* **Text extract**
Reviewed by: Alex Johansen. Modeled by: Carolina.

Experienced hikers, hunters, and pack campers obsess about shaving pack weight. After walking all day, every pound on the back feels like ten – easy trails transcend into a slow grind.

The Gerber Pack Hatchet is a portable, lightweight tool that’s super-easy to carry. Outdoor adventurers may be excited by its compact size, but does this design sacrifice performance? We tested the Gerber Pack Hatchet to find out if size matters and to highlight the good and bad.

Overview of the Gerber Pack Hatchet

The Gerber Pack Hatchet is one of the lightest on the market. Weighing just over 20 ounces and measuring 9.5″ in length, you’ll barely know it’s there. Hang it on a backpack, slip it inside the pack, slide it into a glove box, or mount it on your belt.

This tool is handy for basic camping tasks and hunting. It will also appeal to survivalists and hikers needing a bush-craft tool when the unexpected occurs in the middle of nowhere.

The Pack Hatchet’s full tang handle provides a solid design that won’t come apart on impact. Hardened steel protrudes from the end of the handle, which can be used for hammering tent stakes.

Finger grooves allow users to hold the hatchet close to the blade in a choke-up hold. That makes it easy to deliver small, accurate swings commonly used in woodwork projects and carving.

* **Given records**
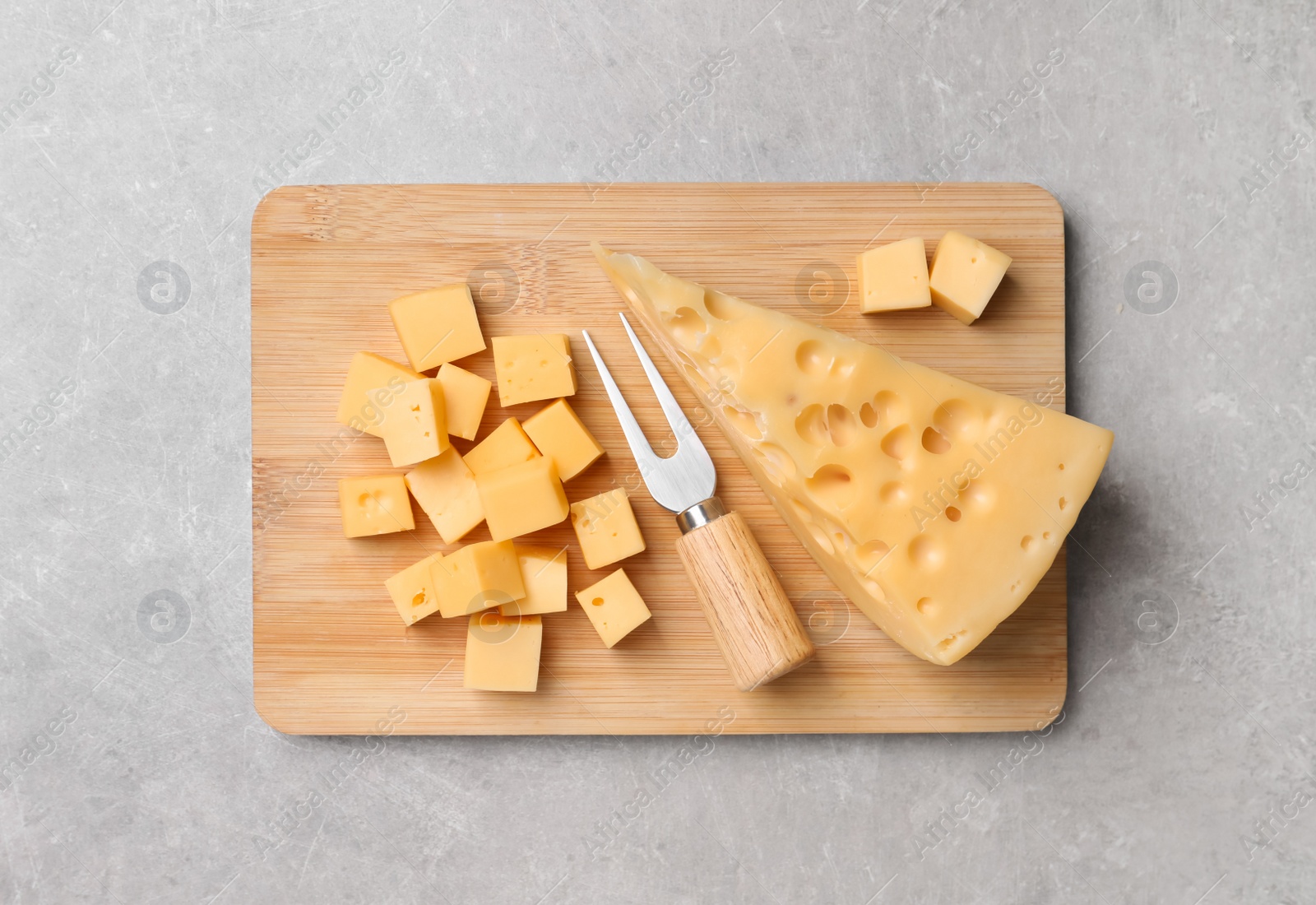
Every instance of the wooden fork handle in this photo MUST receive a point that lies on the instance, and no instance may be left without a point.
(752, 619)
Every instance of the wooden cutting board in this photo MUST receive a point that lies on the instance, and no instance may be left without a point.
(331, 654)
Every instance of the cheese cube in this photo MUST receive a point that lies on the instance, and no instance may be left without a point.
(965, 274)
(445, 490)
(414, 590)
(506, 445)
(894, 276)
(373, 382)
(605, 527)
(465, 397)
(521, 499)
(438, 325)
(544, 571)
(477, 578)
(374, 505)
(559, 434)
(535, 366)
(416, 423)
(503, 652)
(614, 606)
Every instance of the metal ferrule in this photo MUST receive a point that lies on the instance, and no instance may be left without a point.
(701, 514)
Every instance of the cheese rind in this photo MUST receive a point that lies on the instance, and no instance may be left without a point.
(414, 590)
(373, 383)
(503, 652)
(374, 504)
(965, 274)
(894, 276)
(445, 490)
(607, 529)
(521, 499)
(477, 578)
(544, 571)
(614, 606)
(936, 505)
(438, 325)
(506, 445)
(416, 423)
(465, 397)
(532, 367)
(559, 434)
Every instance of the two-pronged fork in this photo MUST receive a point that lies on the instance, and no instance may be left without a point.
(752, 619)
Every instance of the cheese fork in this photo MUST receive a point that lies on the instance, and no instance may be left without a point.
(753, 623)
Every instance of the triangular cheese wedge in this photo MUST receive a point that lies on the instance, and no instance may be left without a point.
(936, 505)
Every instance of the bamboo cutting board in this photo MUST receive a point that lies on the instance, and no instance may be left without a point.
(331, 654)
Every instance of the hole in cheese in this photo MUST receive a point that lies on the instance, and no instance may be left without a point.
(840, 424)
(811, 425)
(957, 419)
(813, 358)
(686, 324)
(831, 485)
(892, 410)
(872, 553)
(894, 494)
(899, 443)
(934, 441)
(743, 421)
(925, 553)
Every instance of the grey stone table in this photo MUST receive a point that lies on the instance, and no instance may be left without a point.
(1179, 138)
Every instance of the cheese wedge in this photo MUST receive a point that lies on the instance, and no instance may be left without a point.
(936, 505)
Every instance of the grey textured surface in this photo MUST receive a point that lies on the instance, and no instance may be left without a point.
(137, 770)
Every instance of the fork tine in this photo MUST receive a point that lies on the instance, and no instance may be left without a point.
(629, 426)
(670, 406)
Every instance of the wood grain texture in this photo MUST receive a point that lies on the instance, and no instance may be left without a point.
(753, 623)
(331, 654)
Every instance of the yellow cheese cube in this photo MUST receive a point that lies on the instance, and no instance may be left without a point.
(559, 434)
(503, 652)
(374, 505)
(507, 445)
(416, 423)
(521, 499)
(544, 571)
(478, 577)
(535, 366)
(445, 490)
(465, 397)
(894, 276)
(605, 527)
(438, 325)
(965, 274)
(373, 382)
(414, 590)
(614, 606)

* **Work to complete**
**A)** Write out the hatchet review word for word from "The Pack Hatchet’s" to "hammering tent stakes.".
**B)** Pick up the Gerber Pack Hatchet review after its last sentence and keep writing.
The records have no connection to the hatchet review.

* **Expected answers**
**A)**
The Pack Hatchet’s full tang handle provides a solid design that won’t come apart on impact. Hardened steel protrudes from the end of the handle, which can be used for hammering tent stakes.

**B)**
Infographic showing Gerber Pack Hatchet data
Dashboard stats of the Gerber.

How does the Gerber Pack Hatchet perform?

We tested this hatchet on various camping tasks to see how it performed. Making kindling was easy work, and the finger notches close to the blade helped with shaving tinder.

Thinning branches off trees was a cinch. It’s light and easy to swing in awkward places, like when you’re pruning trees.

Although we’ve read mixed reviews about blade sharpness, ours had a decent edge direct from the store. But we think some will still want to sharpen it before use.

  • Chopping: Whether you’re building a shelter or chopping wood for the fire, the pack hatchet isn’t ideal. It lacks the weight and length needed to make leveraged, powerful swings. After close to 100 swings, we hadn’t made much impact on chopping through a small log. Even smaller pieces of wood are a chore, so look at alternatives like the Fiskars X7 or Gerber 17.5″ Freescape for much more chopping power.
  • Splitting: This hatchet will split straight, knot-free firewood so long as it’s pre-split. Even the smallest rounds are a tedious struggle compared to a regular camp hatchet. If you need to split more than a few pieces of wood, consider the Fiskars X11 hatchet.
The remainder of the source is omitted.